*FRAGMENT TEKSTU*:

****

Mi tam wyskakuje obraz najlepiej zrealizowanej fabuły w grach, która swoimi rozkminami na tematy filozoficzne przyćmiewa klasyków sci-fi, ale tak. Pończochy i kiecka.
A blade runner nowy? Mam przed oczami la la land.
Nooo a jak jeszcze dodamy do tego, ze możemy się wysadzić i dzięki temu tracimy kieckę to już kosmos dla weebów.
Kobiety w ponczhochach to jest to
Może ma dobrą fabułę, ale świecenie gołą dupą to żerowanie na najniższych instynktach i najtandetniejszy sposób by sprzedać grę młodym facetom. Słabe to i wulgarnie żałosne, tym bardziej jeśli gra broni się fabułą...

****

*DOSTĘPNE DANE*:
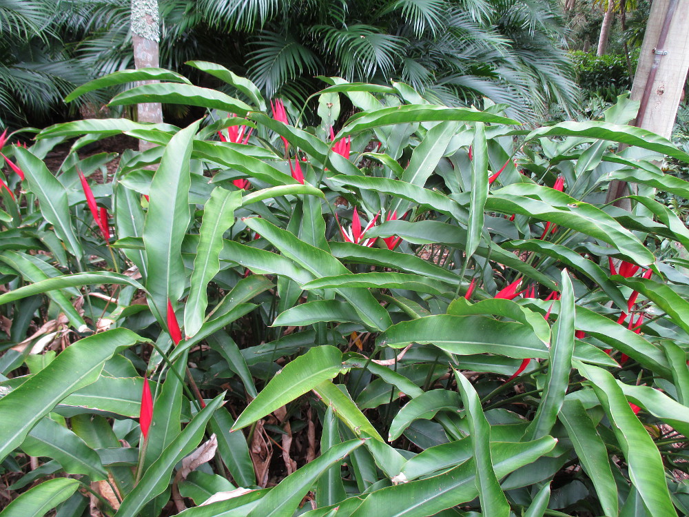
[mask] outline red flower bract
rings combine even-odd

****

*ZADANIA DO WYKONANIA*:
**A.** Jaki film przywołuje drugi z komentarzy o grze w odpowiedzi na pytanie o nowego Blade Runnera?
**B.** Przepisz z komentarzy o grze wszystko od „A blade runner” w dół aż do „kosmos dla weebów.”.
**C.** Dopisz ciąg dalszy komentarzy o grze, zaczynając od miejsca po ostatnim wpisie.

*WYNIKI KOŃCOWE*:
**A.** La La Land.

**B.**
A blade runner nowy? Mam przed oczami la la land.
Nooo a jak jeszcze dodamy do tego, ze możemy się wysadzić i dzięki temu tracimy kieckę to już kosmos dla weebów.

**C.**
Akurat nowy Blade Runner moim zdaniem fabularnie nawet przebija klasyka z Fordem (ale ciii, bo mnie fani zjedzą...)
Co do Nier Automaty w pełni się z Tobą zgadzam berial, gra fabularnie miażdży i muzyka, która nie dość, że pięknie wkomponowuje się w całą resztę to jeszcze sama pisze historie (nawiązuję do Weight of the Words, a dokładniej do 3 wersji, która odnosi się do innej postaci).
Może ma dobrą fabułę, ale świecenie gołą dupą to żerowanie na najniższych instynktach i najtandetniejszy sposób by sprzedać grę młodym facetom. Słabe to i wulgarnie żałosne, tym bardziej jeśli gra broni się fabułą...
Grałeś w to w ogóle? Już pomijając, że to co wstawiasz to fanart.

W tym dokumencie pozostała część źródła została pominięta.